• _What this task involves_: Here the whole listing must be retyped exactly, with no line omitted.
(Given records Opens)
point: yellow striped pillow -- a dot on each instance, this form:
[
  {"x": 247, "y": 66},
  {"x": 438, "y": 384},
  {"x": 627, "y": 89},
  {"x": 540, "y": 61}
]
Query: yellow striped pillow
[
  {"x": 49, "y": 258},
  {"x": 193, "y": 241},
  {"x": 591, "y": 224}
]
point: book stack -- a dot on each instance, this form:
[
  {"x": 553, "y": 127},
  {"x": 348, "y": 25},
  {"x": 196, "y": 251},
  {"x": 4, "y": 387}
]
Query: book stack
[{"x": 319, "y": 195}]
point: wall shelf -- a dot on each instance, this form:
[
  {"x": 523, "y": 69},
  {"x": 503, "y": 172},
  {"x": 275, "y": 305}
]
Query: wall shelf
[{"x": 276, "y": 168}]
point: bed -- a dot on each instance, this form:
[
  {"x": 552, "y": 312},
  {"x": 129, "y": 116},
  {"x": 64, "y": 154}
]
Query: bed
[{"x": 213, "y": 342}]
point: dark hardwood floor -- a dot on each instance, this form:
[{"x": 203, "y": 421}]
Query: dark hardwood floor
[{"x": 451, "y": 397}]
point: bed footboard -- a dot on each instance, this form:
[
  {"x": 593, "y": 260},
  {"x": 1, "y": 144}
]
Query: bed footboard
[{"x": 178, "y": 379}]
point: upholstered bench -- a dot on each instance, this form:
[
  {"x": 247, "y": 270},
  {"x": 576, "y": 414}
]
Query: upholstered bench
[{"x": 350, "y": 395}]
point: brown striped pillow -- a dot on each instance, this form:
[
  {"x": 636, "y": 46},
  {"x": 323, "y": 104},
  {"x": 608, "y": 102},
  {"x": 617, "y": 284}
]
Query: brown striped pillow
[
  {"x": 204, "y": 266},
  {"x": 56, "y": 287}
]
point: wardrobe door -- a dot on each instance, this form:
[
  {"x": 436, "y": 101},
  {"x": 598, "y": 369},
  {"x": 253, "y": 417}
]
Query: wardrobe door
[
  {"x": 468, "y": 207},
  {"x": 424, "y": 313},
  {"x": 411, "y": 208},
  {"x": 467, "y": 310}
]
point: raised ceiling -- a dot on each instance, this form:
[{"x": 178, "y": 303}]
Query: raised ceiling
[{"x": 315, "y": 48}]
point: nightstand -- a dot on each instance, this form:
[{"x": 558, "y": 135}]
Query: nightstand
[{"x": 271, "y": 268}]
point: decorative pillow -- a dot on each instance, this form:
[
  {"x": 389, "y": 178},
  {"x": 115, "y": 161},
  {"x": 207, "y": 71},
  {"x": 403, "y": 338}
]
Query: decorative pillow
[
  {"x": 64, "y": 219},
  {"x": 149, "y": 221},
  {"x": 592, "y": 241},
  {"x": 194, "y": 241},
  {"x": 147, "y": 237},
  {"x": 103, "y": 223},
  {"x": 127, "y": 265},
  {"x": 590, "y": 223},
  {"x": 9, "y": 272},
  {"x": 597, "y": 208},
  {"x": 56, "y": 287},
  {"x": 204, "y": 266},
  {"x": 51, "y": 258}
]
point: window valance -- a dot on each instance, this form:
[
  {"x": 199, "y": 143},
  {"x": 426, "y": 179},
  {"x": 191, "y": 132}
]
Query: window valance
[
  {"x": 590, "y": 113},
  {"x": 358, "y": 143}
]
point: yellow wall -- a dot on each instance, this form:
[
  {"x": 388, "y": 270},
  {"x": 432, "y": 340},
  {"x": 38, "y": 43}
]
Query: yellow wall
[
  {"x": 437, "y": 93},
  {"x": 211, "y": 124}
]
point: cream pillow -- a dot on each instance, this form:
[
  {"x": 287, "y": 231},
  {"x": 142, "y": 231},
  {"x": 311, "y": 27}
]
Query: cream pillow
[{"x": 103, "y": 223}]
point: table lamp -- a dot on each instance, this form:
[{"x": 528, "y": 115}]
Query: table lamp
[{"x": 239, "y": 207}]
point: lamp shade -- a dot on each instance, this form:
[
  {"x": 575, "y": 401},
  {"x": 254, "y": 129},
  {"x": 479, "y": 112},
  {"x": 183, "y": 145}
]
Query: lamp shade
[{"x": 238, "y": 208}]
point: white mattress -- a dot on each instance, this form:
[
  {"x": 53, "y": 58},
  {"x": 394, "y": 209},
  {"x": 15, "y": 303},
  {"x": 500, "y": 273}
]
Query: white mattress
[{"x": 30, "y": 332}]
(Given records Closes)
• _Exercise result_:
point: yellow striped pillow -- a dot on each instance, this form:
[
  {"x": 247, "y": 66},
  {"x": 438, "y": 384},
  {"x": 627, "y": 89},
  {"x": 540, "y": 61}
]
Query: yellow striped pillow
[
  {"x": 49, "y": 258},
  {"x": 193, "y": 241},
  {"x": 591, "y": 224}
]
point: book stack -- a dot on each instance, this form:
[
  {"x": 553, "y": 127},
  {"x": 348, "y": 25},
  {"x": 196, "y": 251},
  {"x": 4, "y": 387}
]
Query: book stack
[{"x": 319, "y": 195}]
point: wall shelf -- a dot on each instance, this form:
[
  {"x": 523, "y": 69},
  {"x": 503, "y": 172},
  {"x": 275, "y": 305}
]
Query: wall shelf
[{"x": 276, "y": 168}]
point: bed -- a dot on each instance, this form:
[
  {"x": 552, "y": 312},
  {"x": 129, "y": 116},
  {"x": 64, "y": 154}
]
Query: bed
[{"x": 213, "y": 342}]
point: dark hardwood floor -- a dot on each instance, this form:
[{"x": 203, "y": 421}]
Query: dark hardwood floor
[{"x": 451, "y": 397}]
point: bed footboard -- a dot on each instance, this form:
[
  {"x": 593, "y": 260},
  {"x": 1, "y": 144}
]
Query: bed footboard
[{"x": 178, "y": 379}]
point: upholstered bench -- a dot on each instance, this form:
[
  {"x": 247, "y": 270},
  {"x": 576, "y": 414}
]
Query: upholstered bench
[{"x": 350, "y": 395}]
point: brown striped pillow -- a dot on each instance, this form:
[
  {"x": 636, "y": 46},
  {"x": 323, "y": 104},
  {"x": 608, "y": 102},
  {"x": 617, "y": 284}
]
Query: brown striped pillow
[
  {"x": 204, "y": 266},
  {"x": 56, "y": 287}
]
point: wardrobe door -- a dot on each instance, this form:
[
  {"x": 436, "y": 101},
  {"x": 598, "y": 369},
  {"x": 253, "y": 417}
]
Query: wardrobe door
[
  {"x": 468, "y": 207},
  {"x": 424, "y": 313},
  {"x": 411, "y": 208},
  {"x": 467, "y": 310}
]
point: raised ceiling -- a dot on each instance, this form:
[{"x": 178, "y": 303}]
Query: raised ceiling
[{"x": 315, "y": 48}]
point: nightstand -- a dot on each instance, this form:
[{"x": 558, "y": 135}]
Query: nightstand
[{"x": 271, "y": 268}]
point: decorative pillow -- a dot on each instance, this form:
[
  {"x": 389, "y": 178},
  {"x": 115, "y": 161},
  {"x": 207, "y": 71},
  {"x": 403, "y": 338}
]
Query: decorative pillow
[
  {"x": 64, "y": 219},
  {"x": 149, "y": 221},
  {"x": 592, "y": 241},
  {"x": 194, "y": 241},
  {"x": 147, "y": 237},
  {"x": 103, "y": 223},
  {"x": 127, "y": 265},
  {"x": 590, "y": 223},
  {"x": 9, "y": 272},
  {"x": 597, "y": 208},
  {"x": 56, "y": 287},
  {"x": 204, "y": 266},
  {"x": 51, "y": 258}
]
point: window valance -- a dot on each instance, this form:
[
  {"x": 199, "y": 143},
  {"x": 426, "y": 179},
  {"x": 191, "y": 132}
]
Query: window valance
[
  {"x": 590, "y": 113},
  {"x": 358, "y": 143}
]
point: yellow wall -- a dot on each instance, this form:
[
  {"x": 388, "y": 270},
  {"x": 432, "y": 340},
  {"x": 38, "y": 43}
]
Query: yellow wall
[
  {"x": 437, "y": 93},
  {"x": 211, "y": 124}
]
point: cream pillow -- a dot on each instance, this form:
[
  {"x": 287, "y": 231},
  {"x": 142, "y": 231},
  {"x": 311, "y": 27}
]
Query: cream pillow
[{"x": 103, "y": 223}]
point: table lamp -- a dot on each instance, this form:
[{"x": 528, "y": 115}]
Query: table lamp
[{"x": 239, "y": 207}]
point: lamp shade -- a dot on each instance, this form:
[
  {"x": 575, "y": 401},
  {"x": 254, "y": 129},
  {"x": 479, "y": 112},
  {"x": 183, "y": 145}
]
Query: lamp shade
[{"x": 238, "y": 208}]
point: white mattress -- a dot on each instance, this form:
[
  {"x": 53, "y": 58},
  {"x": 394, "y": 209},
  {"x": 15, "y": 303},
  {"x": 500, "y": 273}
]
Query: white mattress
[{"x": 30, "y": 332}]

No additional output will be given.